_WRITTEN TASK_. Retype the lines below without any change, from the start up to and including the line with "top-left (30, 0), bottom-right (81, 32)".

_RECORDS FOR THE TASK_.

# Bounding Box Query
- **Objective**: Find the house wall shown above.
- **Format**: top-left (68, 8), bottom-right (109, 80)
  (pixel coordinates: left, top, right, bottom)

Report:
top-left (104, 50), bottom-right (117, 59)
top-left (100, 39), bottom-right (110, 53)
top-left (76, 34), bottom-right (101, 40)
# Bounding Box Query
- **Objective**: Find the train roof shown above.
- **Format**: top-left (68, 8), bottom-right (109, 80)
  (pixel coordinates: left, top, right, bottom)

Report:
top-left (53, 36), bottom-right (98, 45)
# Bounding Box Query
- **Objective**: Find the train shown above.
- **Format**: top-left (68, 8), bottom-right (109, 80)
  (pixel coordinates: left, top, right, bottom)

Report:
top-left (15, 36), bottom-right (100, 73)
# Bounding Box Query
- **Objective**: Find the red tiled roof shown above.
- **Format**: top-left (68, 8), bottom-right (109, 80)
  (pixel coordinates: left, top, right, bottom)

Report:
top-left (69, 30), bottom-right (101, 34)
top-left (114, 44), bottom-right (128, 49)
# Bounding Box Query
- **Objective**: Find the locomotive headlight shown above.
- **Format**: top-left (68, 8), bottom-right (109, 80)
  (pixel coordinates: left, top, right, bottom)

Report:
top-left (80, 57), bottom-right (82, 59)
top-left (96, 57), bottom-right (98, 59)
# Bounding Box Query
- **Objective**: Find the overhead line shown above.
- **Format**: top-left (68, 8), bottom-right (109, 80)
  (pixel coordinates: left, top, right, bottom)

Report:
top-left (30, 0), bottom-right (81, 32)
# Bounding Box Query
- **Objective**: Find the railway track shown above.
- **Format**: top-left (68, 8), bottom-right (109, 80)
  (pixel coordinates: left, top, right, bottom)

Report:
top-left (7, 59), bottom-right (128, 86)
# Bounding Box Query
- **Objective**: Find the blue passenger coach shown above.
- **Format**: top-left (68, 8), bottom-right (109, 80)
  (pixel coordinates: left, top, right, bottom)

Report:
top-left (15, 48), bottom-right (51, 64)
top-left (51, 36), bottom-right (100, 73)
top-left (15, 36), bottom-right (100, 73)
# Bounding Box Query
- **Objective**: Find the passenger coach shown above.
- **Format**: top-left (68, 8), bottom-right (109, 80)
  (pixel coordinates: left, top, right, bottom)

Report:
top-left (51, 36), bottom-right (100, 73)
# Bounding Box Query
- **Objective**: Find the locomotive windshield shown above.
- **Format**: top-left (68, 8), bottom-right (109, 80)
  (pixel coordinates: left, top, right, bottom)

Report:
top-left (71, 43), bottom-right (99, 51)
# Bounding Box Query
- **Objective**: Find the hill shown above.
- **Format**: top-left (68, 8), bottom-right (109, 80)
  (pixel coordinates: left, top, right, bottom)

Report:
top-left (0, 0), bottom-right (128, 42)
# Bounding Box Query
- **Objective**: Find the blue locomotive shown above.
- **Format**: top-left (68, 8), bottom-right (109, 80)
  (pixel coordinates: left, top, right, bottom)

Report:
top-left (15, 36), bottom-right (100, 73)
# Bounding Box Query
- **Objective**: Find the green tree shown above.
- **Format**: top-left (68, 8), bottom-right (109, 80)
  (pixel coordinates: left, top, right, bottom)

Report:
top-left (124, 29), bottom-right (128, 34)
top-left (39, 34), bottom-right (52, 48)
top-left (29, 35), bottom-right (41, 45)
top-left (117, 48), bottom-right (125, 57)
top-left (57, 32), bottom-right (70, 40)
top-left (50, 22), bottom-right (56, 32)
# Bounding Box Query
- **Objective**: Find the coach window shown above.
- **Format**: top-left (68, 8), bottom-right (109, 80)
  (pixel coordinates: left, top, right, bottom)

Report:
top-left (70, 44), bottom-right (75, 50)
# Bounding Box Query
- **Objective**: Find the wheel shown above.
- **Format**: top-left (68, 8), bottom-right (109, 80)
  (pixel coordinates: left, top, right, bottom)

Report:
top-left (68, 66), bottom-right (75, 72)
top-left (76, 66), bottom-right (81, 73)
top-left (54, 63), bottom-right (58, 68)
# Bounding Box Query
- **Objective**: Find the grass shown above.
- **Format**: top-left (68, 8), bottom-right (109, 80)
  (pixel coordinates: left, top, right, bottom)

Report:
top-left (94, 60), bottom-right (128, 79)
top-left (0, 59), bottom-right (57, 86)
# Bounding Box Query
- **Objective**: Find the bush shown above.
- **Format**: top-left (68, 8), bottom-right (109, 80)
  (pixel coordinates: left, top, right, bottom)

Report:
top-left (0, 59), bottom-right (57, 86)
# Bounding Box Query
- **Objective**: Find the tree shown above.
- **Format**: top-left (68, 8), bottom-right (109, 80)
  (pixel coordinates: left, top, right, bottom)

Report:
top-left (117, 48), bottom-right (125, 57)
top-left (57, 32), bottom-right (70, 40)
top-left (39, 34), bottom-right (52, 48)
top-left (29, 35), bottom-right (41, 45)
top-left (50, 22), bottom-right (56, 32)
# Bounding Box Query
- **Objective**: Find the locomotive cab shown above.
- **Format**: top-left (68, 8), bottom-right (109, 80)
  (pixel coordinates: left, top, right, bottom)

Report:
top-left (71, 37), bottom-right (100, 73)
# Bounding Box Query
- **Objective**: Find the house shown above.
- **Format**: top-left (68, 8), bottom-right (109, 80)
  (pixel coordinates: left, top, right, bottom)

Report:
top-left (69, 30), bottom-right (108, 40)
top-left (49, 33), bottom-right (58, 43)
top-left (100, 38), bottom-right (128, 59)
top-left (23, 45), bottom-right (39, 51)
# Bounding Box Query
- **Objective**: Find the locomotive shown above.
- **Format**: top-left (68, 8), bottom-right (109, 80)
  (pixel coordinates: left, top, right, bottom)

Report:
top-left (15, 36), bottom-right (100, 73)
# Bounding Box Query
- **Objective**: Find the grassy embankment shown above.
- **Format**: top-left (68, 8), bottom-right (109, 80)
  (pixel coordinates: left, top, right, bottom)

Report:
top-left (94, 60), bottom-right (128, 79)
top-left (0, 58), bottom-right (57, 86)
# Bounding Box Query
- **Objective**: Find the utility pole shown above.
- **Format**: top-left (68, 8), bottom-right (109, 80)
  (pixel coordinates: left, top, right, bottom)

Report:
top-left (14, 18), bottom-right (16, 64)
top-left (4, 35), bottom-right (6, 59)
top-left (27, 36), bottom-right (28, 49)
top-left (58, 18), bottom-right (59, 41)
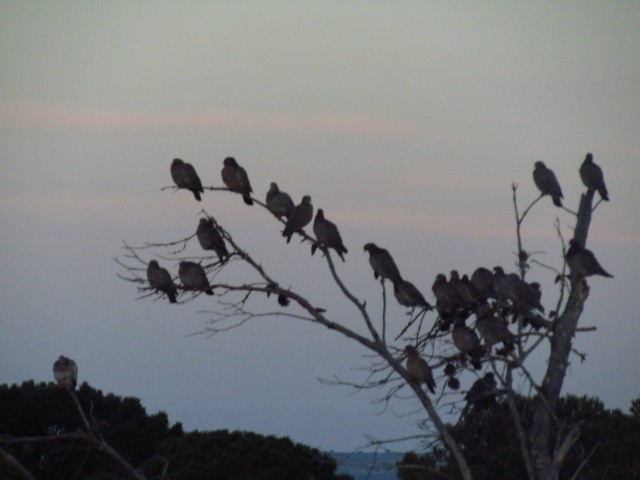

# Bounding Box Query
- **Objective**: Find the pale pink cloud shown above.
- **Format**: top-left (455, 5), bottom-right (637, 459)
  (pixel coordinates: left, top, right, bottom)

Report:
top-left (0, 104), bottom-right (420, 137)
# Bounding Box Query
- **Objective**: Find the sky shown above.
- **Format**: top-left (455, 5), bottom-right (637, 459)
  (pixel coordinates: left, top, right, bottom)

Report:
top-left (0, 0), bottom-right (640, 450)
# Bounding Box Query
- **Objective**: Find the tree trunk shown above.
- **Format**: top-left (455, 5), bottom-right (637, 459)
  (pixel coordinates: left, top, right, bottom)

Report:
top-left (529, 191), bottom-right (595, 480)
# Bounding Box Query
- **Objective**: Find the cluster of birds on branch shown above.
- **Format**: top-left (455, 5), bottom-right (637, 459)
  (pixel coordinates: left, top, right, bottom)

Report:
top-left (151, 153), bottom-right (611, 404)
top-left (147, 157), bottom-right (348, 304)
top-left (398, 153), bottom-right (612, 402)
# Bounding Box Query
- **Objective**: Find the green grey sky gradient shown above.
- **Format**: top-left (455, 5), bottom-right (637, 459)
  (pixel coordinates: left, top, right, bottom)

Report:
top-left (0, 1), bottom-right (640, 450)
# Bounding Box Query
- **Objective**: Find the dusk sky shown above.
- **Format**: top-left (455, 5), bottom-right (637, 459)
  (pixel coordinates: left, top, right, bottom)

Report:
top-left (0, 0), bottom-right (640, 450)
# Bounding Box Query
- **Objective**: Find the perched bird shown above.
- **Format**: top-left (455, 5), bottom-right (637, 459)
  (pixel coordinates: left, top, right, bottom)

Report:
top-left (364, 243), bottom-right (402, 285)
top-left (393, 279), bottom-right (433, 310)
top-left (178, 260), bottom-right (213, 295)
top-left (221, 157), bottom-right (253, 205)
top-left (565, 238), bottom-right (613, 278)
top-left (313, 208), bottom-right (349, 262)
top-left (471, 267), bottom-right (496, 299)
top-left (431, 270), bottom-right (464, 310)
top-left (147, 260), bottom-right (178, 303)
top-left (493, 266), bottom-right (522, 303)
top-left (456, 274), bottom-right (480, 305)
top-left (464, 372), bottom-right (498, 408)
top-left (404, 345), bottom-right (436, 393)
top-left (451, 320), bottom-right (483, 369)
top-left (580, 153), bottom-right (609, 201)
top-left (265, 182), bottom-right (294, 218)
top-left (53, 355), bottom-right (78, 390)
top-left (513, 281), bottom-right (544, 312)
top-left (171, 158), bottom-right (204, 201)
top-left (476, 305), bottom-right (516, 353)
top-left (533, 161), bottom-right (563, 207)
top-left (282, 195), bottom-right (313, 243)
top-left (196, 218), bottom-right (229, 263)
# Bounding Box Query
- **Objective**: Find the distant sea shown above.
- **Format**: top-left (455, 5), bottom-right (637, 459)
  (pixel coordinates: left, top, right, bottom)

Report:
top-left (327, 452), bottom-right (404, 480)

_RESPONSE BELOW_.
# Bounding Box Query
- **Objective**: Find the house wall shown above.
- **Format**: top-left (68, 8), bottom-right (109, 80)
  (pixel coordinates: left, top, right, bottom)

Report:
top-left (104, 50), bottom-right (117, 59)
top-left (100, 39), bottom-right (110, 53)
top-left (76, 34), bottom-right (101, 40)
# Bounding Box Query
- **Objective**: Find the train roof shown above.
- **Format**: top-left (68, 8), bottom-right (109, 80)
  (pixel coordinates: left, top, right, bottom)

Report:
top-left (53, 36), bottom-right (98, 45)
# Bounding Box Query
- **Objective**: Find the train shown above.
- **Format**: top-left (68, 8), bottom-right (109, 80)
  (pixel coordinates: left, top, right, bottom)

Report:
top-left (15, 36), bottom-right (100, 73)
# Bounding Box Query
- **Objective**: Find the red tiled roof shown above.
- **Format**: top-left (68, 8), bottom-right (109, 80)
  (pixel coordinates: left, top, right, bottom)

Report:
top-left (69, 30), bottom-right (101, 34)
top-left (114, 44), bottom-right (128, 49)
# Bounding Box Query
- **Objective**: Find the locomotive headlight shown above.
- **Format**: top-left (68, 8), bottom-right (109, 80)
  (pixel coordinates: left, top, right, bottom)

Report:
top-left (80, 57), bottom-right (82, 59)
top-left (96, 57), bottom-right (98, 59)
# Bounding Box Query
- **Objective**: Find the overhead line shown above.
- **Format**: top-left (68, 8), bottom-right (109, 80)
  (pixel coordinates: left, top, right, bottom)

Report:
top-left (30, 0), bottom-right (81, 32)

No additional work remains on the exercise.